Anbei nun endlich auch einmal meine fünf bis zehn Cent zu diesem merkwürdigen Horrorkurzfilmkompendium aus deutschen Landen, das offenbar völlig dem Vergessen anheimgefallen ist - sofern es einem nicht für fünf bis zehn Cent auf den einschlägigen Wühltischchen zwischen die Finger gerät.
1) MALUM
Es ist Weihnachtszeit in Deutschland. Eine Frau, deren Namen wir, soweit ich mich erinnere, im Verlaufe des Films nicht erfahren werden, schlendert durch die winterliche Innenstadt ihres Heimatorts. Vor einem Schaufenster bleibt sie stehen. Darin führen automatisch betriebene Puppen die immer gleichen mechanischen Bewegungen aus. Plötzlich hat unsere Heldin etwas, das ich, in Anlehnung an einen der beiden Titel, einmal notbehelfsmäßig als Todesvision bezeichnen möchte. In Großaufnahmen sehen wir zusammen mit ihr den Hals einer der Puppen, aus dem ein mechanischer Stab ragt, der ihn mit dem Rumpf verbindet. Laut sind die Geräusche, die der sich bewegende Kopf dabei macht, irgendwie bedrohlich, beinahe eklig. Wenn dann zum nicht wenig verstörten Gesicht der Frau geschnitten wird, wird wohl in jedem Betrachter irgendeine Assoziation zu Kopf- oder Halsabschneiden geweckt worden sein. Diese Art und Weise völlig harmlose Alltagsdinge so zu inszenieren, dass man vor ihnen zurückzucken mochte, hat mich vor allem an einen Film denken lassen, der im Erscheinungsjahr von GEISTERSTUNDE zwar zum Großteil schon gedreht war, jedoch noch nicht veröffentlicht worden ist: Lucio Fulcis Alters-Meta-Meisterwerk UN GATTO NEL CERVELLO. Fulci, der sich dort quasi selbst spielt, d.h. einen Horrorfilmregisseur, den sein Beruf geistig komplett zerschossen hat, sodass er überall, sei es nun in einem leckeren Steak oder im lautstarken, aber banalen nachbarlichen Kettensägenhantieren zwecks Feuerholzverkleinerung, irgendwelche Gewalt- und/oder Sexorgien phantasiert, hätte bei einem Weihnachtsbummel durchaus etwas ähnlich visuell Verstörendes zustoßen können wie der namenlosen Protagonistin in MALUM.

## [Schriftliche Aufgabe]
Beantworten Sie anhand des Lesetextes oben diese Fragen:
1. Welchen Titel trägt der erste besprochene Kurzfilm?
2. Vor welchem Ort bleibt die Frau in der Innenstadt stehen?
3. Welchen Film von Lucio Fulci nennt der Lesetext?

(Einträge des Datensatzes)
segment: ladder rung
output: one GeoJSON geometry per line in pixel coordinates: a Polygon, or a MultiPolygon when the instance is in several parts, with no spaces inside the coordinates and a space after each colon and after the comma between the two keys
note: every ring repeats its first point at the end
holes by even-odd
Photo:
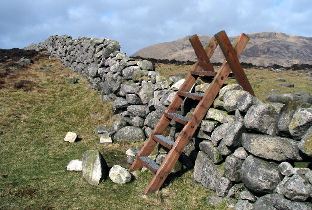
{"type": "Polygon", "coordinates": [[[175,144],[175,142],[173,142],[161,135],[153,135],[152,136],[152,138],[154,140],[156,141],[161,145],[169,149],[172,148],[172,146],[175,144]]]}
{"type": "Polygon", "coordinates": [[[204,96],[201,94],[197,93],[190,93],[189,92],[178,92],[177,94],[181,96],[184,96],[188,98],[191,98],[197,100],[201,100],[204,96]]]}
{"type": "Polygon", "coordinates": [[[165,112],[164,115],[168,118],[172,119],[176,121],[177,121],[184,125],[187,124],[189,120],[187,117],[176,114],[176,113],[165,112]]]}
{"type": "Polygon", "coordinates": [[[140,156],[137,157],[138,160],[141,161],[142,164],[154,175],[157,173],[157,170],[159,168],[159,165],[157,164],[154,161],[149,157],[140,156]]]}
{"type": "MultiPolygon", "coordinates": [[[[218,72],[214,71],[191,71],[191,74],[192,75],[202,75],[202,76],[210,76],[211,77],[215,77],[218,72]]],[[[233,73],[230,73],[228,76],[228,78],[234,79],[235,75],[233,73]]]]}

...

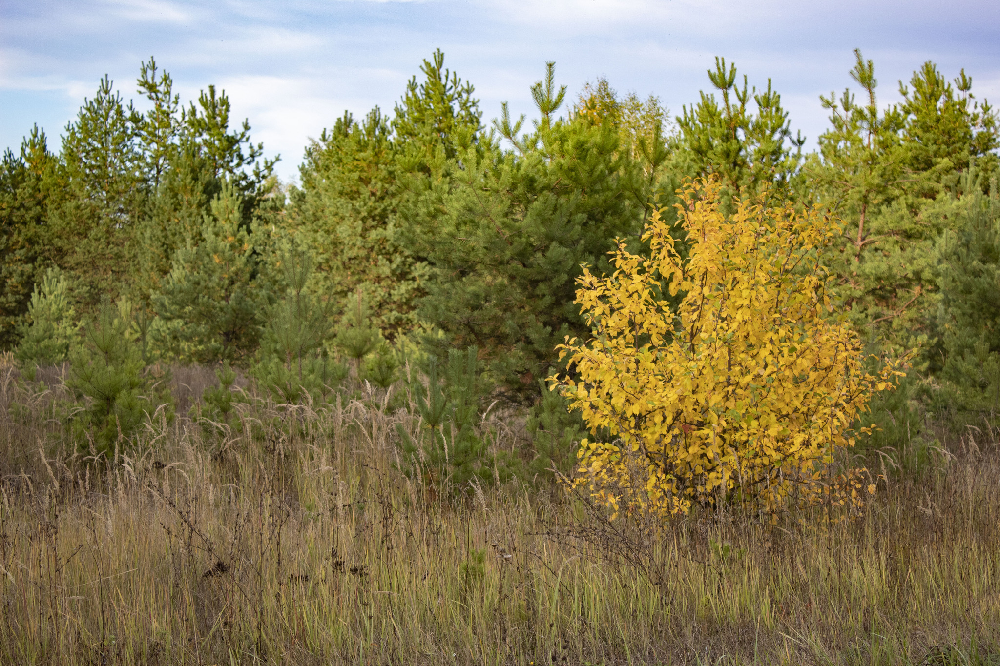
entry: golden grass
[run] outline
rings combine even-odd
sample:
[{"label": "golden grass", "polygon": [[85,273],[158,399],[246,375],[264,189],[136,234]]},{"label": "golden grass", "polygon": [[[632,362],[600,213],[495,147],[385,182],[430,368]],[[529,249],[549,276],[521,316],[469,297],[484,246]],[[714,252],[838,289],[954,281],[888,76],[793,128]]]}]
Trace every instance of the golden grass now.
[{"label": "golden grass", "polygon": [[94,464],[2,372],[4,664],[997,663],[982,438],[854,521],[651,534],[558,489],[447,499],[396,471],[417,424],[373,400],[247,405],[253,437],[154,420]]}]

## [Richtige Antwort]
1. MALUM
2. Vor einem Schaufenster
3. UN GATTO NEL CERVELLO